#### BRIEF
When you transcribe the entries, reproduce every character and exclude the images.

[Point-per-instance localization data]

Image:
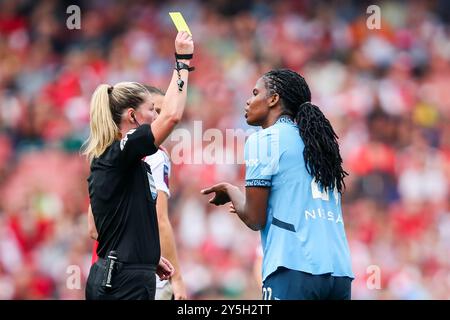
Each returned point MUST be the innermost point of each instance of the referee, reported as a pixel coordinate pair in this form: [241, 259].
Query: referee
[121, 187]
[294, 180]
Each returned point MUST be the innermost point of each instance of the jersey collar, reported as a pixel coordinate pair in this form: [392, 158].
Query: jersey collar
[285, 119]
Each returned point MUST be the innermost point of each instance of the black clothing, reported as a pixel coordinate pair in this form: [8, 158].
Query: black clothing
[130, 282]
[123, 199]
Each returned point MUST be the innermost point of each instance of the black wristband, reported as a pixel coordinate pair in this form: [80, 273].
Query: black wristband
[180, 65]
[184, 56]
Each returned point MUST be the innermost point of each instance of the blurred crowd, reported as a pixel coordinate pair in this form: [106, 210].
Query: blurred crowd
[386, 92]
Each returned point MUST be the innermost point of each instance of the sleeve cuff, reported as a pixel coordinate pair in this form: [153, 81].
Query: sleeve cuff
[258, 183]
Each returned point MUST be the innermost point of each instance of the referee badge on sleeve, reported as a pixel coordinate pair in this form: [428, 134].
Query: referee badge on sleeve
[152, 185]
[166, 175]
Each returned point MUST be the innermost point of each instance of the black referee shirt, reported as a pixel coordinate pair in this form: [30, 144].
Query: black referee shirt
[123, 199]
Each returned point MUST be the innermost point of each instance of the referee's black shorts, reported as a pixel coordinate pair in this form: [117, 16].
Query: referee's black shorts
[287, 284]
[130, 282]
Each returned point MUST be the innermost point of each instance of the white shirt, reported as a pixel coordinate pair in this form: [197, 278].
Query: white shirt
[160, 164]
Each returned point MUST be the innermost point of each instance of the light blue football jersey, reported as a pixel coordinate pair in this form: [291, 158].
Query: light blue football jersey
[304, 227]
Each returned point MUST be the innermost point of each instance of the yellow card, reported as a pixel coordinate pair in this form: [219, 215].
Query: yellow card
[179, 22]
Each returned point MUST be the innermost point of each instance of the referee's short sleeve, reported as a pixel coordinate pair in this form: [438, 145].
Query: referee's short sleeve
[137, 144]
[261, 158]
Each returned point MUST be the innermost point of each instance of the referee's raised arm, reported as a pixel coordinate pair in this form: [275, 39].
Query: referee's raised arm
[175, 98]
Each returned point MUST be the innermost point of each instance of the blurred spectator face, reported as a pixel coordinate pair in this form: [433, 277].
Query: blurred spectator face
[157, 101]
[257, 108]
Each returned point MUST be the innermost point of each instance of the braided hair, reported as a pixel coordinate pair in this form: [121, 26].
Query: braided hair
[322, 158]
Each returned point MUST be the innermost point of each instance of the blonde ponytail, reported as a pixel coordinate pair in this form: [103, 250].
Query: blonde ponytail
[107, 105]
[103, 128]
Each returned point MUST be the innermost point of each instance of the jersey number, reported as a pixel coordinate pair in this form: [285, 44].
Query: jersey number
[324, 195]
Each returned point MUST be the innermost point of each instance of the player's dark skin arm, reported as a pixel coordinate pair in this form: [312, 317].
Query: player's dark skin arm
[250, 207]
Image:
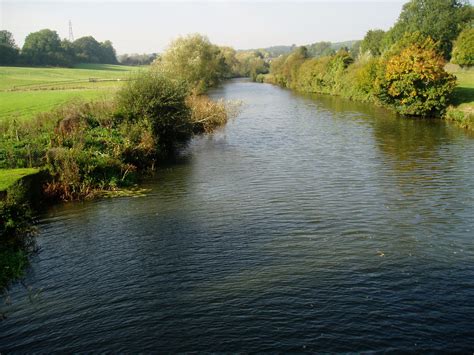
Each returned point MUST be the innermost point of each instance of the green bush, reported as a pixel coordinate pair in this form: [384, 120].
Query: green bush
[463, 51]
[161, 103]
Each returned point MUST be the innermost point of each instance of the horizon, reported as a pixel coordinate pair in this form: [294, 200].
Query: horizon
[152, 25]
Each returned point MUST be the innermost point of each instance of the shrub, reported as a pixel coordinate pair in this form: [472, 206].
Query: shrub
[206, 114]
[160, 102]
[463, 52]
[414, 82]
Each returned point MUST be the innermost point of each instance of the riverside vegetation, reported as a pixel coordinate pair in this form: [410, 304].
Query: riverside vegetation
[88, 147]
[402, 69]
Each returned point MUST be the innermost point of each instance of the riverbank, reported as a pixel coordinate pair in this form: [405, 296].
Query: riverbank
[461, 111]
[303, 213]
[410, 79]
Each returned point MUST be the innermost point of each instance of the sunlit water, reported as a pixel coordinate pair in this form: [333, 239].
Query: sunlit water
[306, 224]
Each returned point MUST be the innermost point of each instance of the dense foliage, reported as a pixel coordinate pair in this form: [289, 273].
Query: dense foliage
[44, 48]
[414, 81]
[137, 59]
[402, 69]
[410, 78]
[194, 60]
[442, 20]
[88, 50]
[9, 51]
[463, 51]
[16, 236]
[373, 42]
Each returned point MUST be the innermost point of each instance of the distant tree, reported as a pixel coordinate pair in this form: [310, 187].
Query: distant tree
[442, 20]
[195, 60]
[320, 49]
[373, 42]
[251, 64]
[355, 49]
[68, 49]
[87, 50]
[107, 53]
[44, 48]
[8, 49]
[137, 59]
[230, 61]
[463, 51]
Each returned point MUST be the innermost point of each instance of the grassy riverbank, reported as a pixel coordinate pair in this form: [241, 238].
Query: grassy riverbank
[9, 177]
[86, 147]
[462, 110]
[26, 92]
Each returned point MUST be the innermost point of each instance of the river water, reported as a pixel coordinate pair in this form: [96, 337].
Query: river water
[306, 224]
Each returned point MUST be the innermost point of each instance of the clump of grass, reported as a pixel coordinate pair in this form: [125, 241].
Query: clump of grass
[206, 115]
[8, 177]
[16, 236]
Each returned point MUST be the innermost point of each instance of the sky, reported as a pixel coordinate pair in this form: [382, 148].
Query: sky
[149, 26]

#### ANSWER TO THIS EXERCISE
Image:
Each returned point MUST be the innermost point of each instance of the referee, reported as a pixel coordinate pair in this form: [241, 259].
Query: referee
[121, 187]
[294, 180]
Each returned point MUST be the innermost point of each instance of the jersey collar, reported as a pixel coordinate pair in this form: [392, 158].
Query: jersey collar
[285, 119]
Each returned point MUST be the innermost point of each instance of the black clothing, reported as a pixel coordinate pair in this form: [8, 158].
Query: black clothing
[130, 282]
[123, 199]
Each returned point MUST be the innermost point of each instance of the black wristband, reported as a pixel coordinate pair in this form: [80, 273].
Query: black wristband
[180, 65]
[184, 56]
Each returned point MUST be the innermost point of each instance of the blurred crowd, reported as a pixel coordinate pair in this form: [106, 210].
Query: blurred crowd
[386, 92]
Each returned point MUST be the innermost point of each instance of the sleeve cuff, reported as a pixel coordinate pair in this form: [153, 81].
Query: sleeve cuff
[258, 183]
Each returned point MUST be the innermost point of each instance of the referee badge on sleeve, reported as a pixel coordinate pair in this form: [428, 134].
Query: referee badge on sleeve
[152, 185]
[166, 175]
Each returned point MUST be the innermost point of each instance of the black referee shirt, reported as a pixel coordinate pair in this form: [30, 144].
Query: black referee shirt
[123, 199]
Each returned point MUST be the innermost point of each instance of the referee's black shorts, reported as a pixel coordinate pair in this form: [117, 16].
Query: referee's black shorts
[287, 284]
[130, 282]
Each returned point MUST be the innermost point of each instance of the white shirt, reported as a pixel coordinate pair in this form: [197, 278].
Query: white shirt
[160, 164]
Each returned point MUST be the innermost point of each instance of the light blue football jersey, reported as a pixel coordinate pair in this form: [291, 158].
Query: light blue football jersey
[304, 227]
Each returned point MUST be the innermost point of each instance of the yellow card, reported as a pixel coordinate pair in this form: [219, 215].
Query: yellow card
[179, 22]
Each returned point MUST be the innermost point of each instance of the referee's short sleeve, reported as a pixel coordinate pair in this form: [438, 145].
Query: referee's short sleeve
[137, 144]
[261, 158]
Each returned point MUST be the innermost point of each instance of the referee's raised arm, reported as a pixel coordinate pair in this form: [275, 39].
Query: referee's raised arm
[175, 98]
Each returned point MUST be the innermost point of each instance of the blurred spectator face, reported as a pixel coordinate pair in this form: [433, 277].
Query: blurred spectator face
[157, 101]
[257, 108]
Each returned point MUST be the innermost point of each instance of the braided hair, reported as a pixel coordinate pair in this form: [121, 26].
Query: braided hair
[322, 158]
Each returned point MUST be the innermost point of each instance of the blonde ponytail, reported as a pixel coordinate pair in this form: [103, 250].
Query: blonde ponytail
[107, 105]
[103, 128]
Each returned point MUST be the innermost point of each instance of the jersey number, reported as a pixel coordinate pair in this form: [285, 44].
Query: jersey number
[324, 195]
Each returned point MUST be the innermost point of each instance of the player's dark skin arm, reported as a pixel coordinate pair in this form: [312, 317].
Query: player's dark skin arm
[250, 207]
Image:
Each returned point MUST be the innermost point of each instance of the green bush, reported as a pixel coordinate pair in this form: [384, 120].
Query: green bush
[463, 51]
[161, 103]
Each returned point MUST be the innermost point of each instance of the horizon, reported as a pixel coordinate pair in this form: [294, 200].
Query: horizon
[152, 25]
Each returned point MUST be the innermost point of each instance of the shrub, reported as a pixel coordinate pair in this form: [472, 206].
Query: shrub
[206, 114]
[160, 102]
[463, 52]
[414, 82]
Each returned point MUST be the innermost point of each instance of the riverside vegetation, reported as a pixel coordinate pair in this form: [410, 304].
Query: riverside vegetation
[88, 147]
[402, 69]
Each returned point MUST be the innermost point of each instance of the riverbank, reported as a pixel coordinate pair in this form: [405, 296].
Query: riverbank
[461, 111]
[303, 213]
[410, 79]
Each returned point MUST be the innermost point of each instance of the sunlit water, reported as a pixel coordinate pair in this form: [333, 239].
Query: sunlit water
[306, 224]
Each returned point MUST be the innermost point of each instance of the dense foliage, reported as a pixel coordinate pair in this form: [289, 273].
Query: dense foliage
[44, 48]
[414, 81]
[137, 59]
[402, 69]
[410, 78]
[194, 60]
[442, 20]
[88, 50]
[9, 51]
[463, 51]
[16, 236]
[373, 42]
Each returned point MUST be the innermost point of each instance of the distant tree, reported as a pixel coordinate pair in this form: [310, 187].
Query: distant tree
[442, 20]
[195, 60]
[320, 49]
[373, 42]
[251, 64]
[355, 49]
[68, 49]
[87, 50]
[107, 53]
[44, 48]
[8, 49]
[137, 59]
[230, 61]
[463, 51]
Each returned point MUST be the innermost point of each instance of the grassy riverbank, reported as a pixel coordinate pair in this form: [241, 238].
Query: grassy riverbank
[9, 177]
[86, 147]
[462, 110]
[26, 92]
Each returned point MUST be the innermost point of each instance of the river water, reported as a pixel coordinate pair in this form: [96, 337].
Query: river water
[306, 224]
Each returned point MUST be the innermost point of each instance of the clump of grass, reported as a pixel coordinate pair in this form: [125, 241].
Query: clump of grass
[206, 115]
[8, 177]
[16, 236]
Each returned point MUST be the innermost point of each instance of the sky, reported as a pixel coordinate pair in this form: [382, 148].
Query: sky
[149, 26]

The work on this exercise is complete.